** Excerpt provided **
★ ★ ★
The Court was reluctant to find that the AEPA was unconstitutional because the Union had not taken its complaints to the Agriculture, Food and Rural Affairs Tribunal. The Court argued that until the Tribunal has an opportunity to rule on matters like “meaningful dialogue” and make remedial orders, the Court cannot ascertain that the AEPA violates section 2(d).
What does this ruling mean for agricultural workers in Ontario? Likely, very little. The real test of the AEPA will come when complaints are filed to the Tribunal. If the Tribunal imposes on employers an obligation to meet the Union, to engage in negotiations in good faith, we may see some improvement. However, the fact is that the Act, even on the Court’s read, still permits employers to deal with multiple representatives (including “company unions”), does not require the parties to attempt to reach an agreement and does not provide a process to resolve impasses. These are all vital parts of any viable labour relations regime.
As you flip your marinated portabella mushroom on the BBQ, think about the fact that the workers who grew that mushroom are condemned to live in a 19th century labour relations regime solely because their factory is deemed “agricultural.” You should also consider the fact that a large portion of farm workers in Ontario are also oversees migrant workers denied many of the basic benefits and protections of Canadian workers. If most farm workers from the Annapolis Valley to the Okanagan are able to form unions, why can’t the folks in Kingsville and Chatham? I think the Court here got it wrong. What do you think?
★ ★ ★
** Collected material **
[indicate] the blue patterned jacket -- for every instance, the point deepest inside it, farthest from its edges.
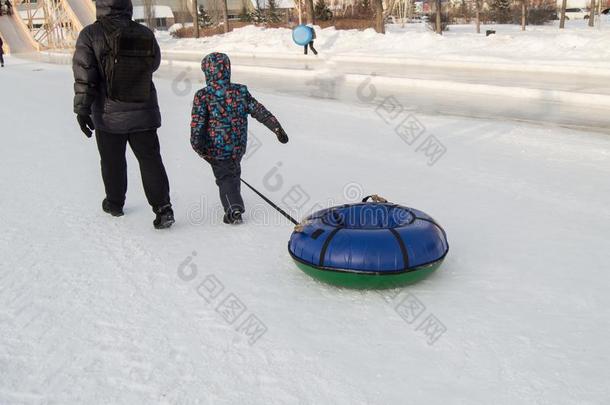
★ ★ ★
** Exercise requirements **
According to the commentary on the Ontario farm-workers ruling above, why was the Court reluctant to find the AEPA unconstitutional? Answer in one to three sentences.

** Expected output **
The Court was reluctant because the Union had not taken its complaints to the Agriculture, Food and Rural Affairs Tribunal. The Court argued that until the Tribunal has an opportunity to rule on matters like "meaningful dialogue" and make remedial orders, it cannot ascertain that the AEPA violates section 2(d).